**TASK PROMPT**
Write out every line of the records below as a numbered list, skipping blank lines. Leave the pictures out of your answer.

=== DATASET ===

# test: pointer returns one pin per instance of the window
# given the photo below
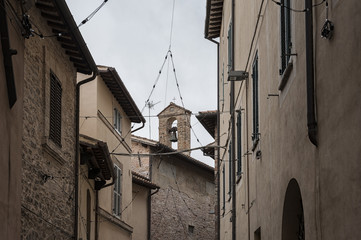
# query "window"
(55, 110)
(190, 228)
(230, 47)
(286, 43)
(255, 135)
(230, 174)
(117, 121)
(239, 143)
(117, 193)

===

**TASK RESPONSE**
1. # test: pointer returns one pin per instance of the window
2. # given the photo below
3. # query "window"
4. (55, 110)
5. (190, 228)
6. (230, 47)
7. (286, 43)
8. (255, 135)
9. (230, 174)
10. (117, 121)
11. (239, 143)
12. (117, 193)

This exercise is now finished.